* Set task *
Please rename "gutter downpipe" to "drainpipe" in the listing below, from the line containing "Question. Identify the lamp" through the end of the listing, and write out only those lines with everything else unchanged. Omit the pictures from your answer.
----- Input material
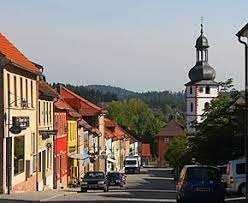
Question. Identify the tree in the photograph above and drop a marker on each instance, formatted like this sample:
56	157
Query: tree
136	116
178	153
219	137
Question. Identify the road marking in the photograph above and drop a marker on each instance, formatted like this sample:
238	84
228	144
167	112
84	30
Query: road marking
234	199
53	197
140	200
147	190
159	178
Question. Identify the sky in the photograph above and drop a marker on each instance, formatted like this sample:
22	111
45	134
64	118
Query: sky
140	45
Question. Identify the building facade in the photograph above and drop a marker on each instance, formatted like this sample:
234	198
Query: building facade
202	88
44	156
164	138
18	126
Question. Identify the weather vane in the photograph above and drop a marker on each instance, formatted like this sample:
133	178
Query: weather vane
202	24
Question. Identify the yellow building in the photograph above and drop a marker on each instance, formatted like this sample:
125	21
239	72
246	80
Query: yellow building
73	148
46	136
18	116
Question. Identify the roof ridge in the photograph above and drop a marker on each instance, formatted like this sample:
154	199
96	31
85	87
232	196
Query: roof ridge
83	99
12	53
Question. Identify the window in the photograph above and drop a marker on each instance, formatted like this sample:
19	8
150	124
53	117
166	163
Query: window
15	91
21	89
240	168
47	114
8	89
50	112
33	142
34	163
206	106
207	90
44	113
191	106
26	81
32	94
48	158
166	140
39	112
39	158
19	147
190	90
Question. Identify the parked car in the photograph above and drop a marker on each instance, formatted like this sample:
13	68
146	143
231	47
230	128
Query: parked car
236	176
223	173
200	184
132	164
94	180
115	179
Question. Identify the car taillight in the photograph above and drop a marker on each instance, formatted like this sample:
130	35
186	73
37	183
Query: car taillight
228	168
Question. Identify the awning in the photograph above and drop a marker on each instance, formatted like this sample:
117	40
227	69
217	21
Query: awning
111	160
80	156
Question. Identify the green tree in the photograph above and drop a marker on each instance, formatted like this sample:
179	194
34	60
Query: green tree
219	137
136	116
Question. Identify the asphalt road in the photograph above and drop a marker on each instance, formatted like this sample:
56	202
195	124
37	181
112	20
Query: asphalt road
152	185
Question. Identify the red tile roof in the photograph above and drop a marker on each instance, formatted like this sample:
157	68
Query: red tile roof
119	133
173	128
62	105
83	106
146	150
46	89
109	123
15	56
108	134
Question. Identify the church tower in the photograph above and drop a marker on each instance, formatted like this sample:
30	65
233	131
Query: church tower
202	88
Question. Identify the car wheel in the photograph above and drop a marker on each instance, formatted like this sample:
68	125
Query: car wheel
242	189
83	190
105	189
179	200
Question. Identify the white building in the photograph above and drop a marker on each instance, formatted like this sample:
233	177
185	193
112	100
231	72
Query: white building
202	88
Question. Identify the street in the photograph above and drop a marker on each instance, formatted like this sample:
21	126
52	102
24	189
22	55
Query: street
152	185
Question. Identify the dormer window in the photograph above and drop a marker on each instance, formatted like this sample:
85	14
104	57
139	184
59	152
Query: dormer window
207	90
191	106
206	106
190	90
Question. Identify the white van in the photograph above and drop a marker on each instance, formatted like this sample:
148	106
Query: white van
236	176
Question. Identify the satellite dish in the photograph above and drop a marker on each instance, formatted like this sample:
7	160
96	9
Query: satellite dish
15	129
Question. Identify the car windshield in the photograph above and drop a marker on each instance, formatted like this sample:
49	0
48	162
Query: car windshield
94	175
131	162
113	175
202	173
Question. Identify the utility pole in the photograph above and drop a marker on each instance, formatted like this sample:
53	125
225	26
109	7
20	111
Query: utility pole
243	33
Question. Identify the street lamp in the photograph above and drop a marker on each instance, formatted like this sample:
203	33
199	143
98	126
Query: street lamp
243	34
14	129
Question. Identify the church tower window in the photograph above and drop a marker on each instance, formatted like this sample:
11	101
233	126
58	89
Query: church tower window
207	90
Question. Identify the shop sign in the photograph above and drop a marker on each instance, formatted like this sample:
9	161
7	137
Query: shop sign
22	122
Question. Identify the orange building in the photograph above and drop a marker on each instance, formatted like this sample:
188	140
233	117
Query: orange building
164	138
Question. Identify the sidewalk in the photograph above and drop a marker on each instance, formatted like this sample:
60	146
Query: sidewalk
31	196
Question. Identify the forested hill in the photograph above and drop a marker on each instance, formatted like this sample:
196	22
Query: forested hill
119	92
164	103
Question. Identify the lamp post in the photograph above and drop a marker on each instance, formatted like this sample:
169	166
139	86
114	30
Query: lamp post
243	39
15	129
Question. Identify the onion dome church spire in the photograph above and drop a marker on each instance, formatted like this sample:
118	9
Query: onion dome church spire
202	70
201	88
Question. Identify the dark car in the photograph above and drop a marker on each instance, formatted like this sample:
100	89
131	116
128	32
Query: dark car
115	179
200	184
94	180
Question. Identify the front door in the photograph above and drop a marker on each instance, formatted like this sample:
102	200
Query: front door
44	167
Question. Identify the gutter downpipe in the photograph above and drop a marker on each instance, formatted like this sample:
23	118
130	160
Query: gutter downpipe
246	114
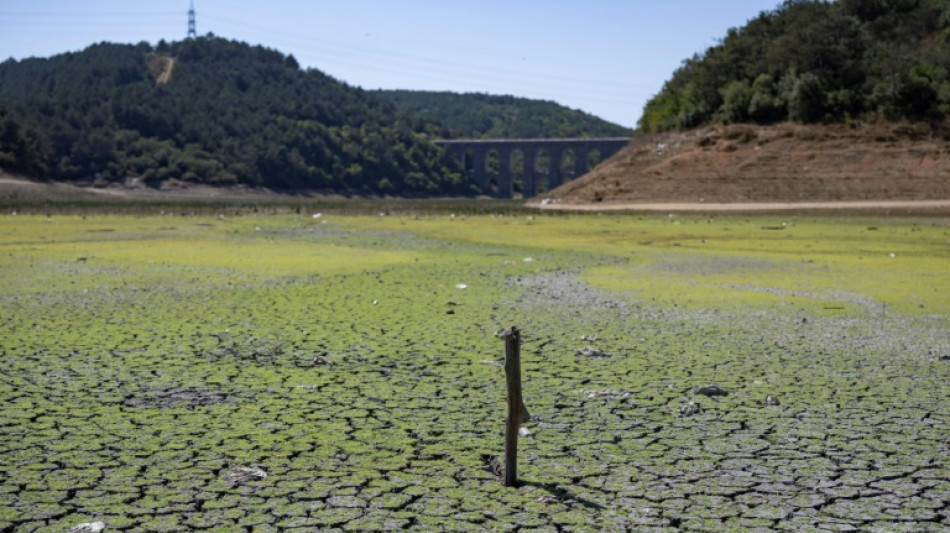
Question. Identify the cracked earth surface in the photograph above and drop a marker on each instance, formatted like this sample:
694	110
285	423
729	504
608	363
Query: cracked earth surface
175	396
----------
* The result *
Question. Identify the lamp post in the photograph above and drop a marker on each instance, formatted like this sample:
169	166
139	86
114	30
Query: lamp post
243	39
15	129
Question. Identify the onion dome church spire in the photograph above and drop a marker on each instance, formatted like this sample:
118	9
Query: onion dome church spire
202	70
201	88
Question. Identify the dark car in the photograph above and drop a marker on each instance, formatted like this sample:
100	89
131	116
128	32
Query: dark car
115	179
200	184
94	180
Question. Identify the front door in the photograph above and drop a marker on each instance, formatted like this sample:
102	200
Query: front door
44	167
Question. Identify the drainpipe in the photograph above and drop a marker on each instance, formatted like this sample:
23	118
130	160
Query: drainpipe
246	114
Question. Identify the cracked earth surface in the photograph above and drop a marker on each instance, formatted like this sample:
694	110
285	423
729	504
608	363
Query: cracked earth surface
175	396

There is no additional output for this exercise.